▶ _Given instruction_
How many lines in the rows below contain the word "examine"? Reply with the number alone.
** Begin Material for this task **
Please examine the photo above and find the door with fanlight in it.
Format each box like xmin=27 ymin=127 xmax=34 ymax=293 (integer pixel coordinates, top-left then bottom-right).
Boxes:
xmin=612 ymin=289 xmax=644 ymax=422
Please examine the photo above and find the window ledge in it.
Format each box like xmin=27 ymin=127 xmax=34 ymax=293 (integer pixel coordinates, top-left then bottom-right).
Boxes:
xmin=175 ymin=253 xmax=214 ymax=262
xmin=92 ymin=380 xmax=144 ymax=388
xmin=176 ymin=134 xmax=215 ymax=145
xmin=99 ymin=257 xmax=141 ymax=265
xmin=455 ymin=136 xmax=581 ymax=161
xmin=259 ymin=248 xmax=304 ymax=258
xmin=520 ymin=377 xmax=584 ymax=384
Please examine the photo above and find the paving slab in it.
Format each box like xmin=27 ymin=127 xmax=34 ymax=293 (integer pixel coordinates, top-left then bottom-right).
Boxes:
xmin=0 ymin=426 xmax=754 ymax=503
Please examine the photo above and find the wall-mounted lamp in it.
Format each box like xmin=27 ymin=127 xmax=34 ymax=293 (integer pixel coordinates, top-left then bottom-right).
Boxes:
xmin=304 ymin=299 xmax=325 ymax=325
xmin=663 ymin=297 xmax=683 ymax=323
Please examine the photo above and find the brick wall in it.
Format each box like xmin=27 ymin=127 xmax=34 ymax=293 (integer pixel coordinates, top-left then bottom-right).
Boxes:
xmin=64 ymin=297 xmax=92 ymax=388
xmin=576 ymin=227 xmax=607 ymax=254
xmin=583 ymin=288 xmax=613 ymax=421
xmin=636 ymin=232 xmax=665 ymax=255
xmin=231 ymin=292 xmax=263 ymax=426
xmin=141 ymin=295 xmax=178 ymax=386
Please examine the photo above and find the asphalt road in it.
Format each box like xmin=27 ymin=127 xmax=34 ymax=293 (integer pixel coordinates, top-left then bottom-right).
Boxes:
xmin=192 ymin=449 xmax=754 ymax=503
** End Material for this task **
▶ _Output of the exercise_
6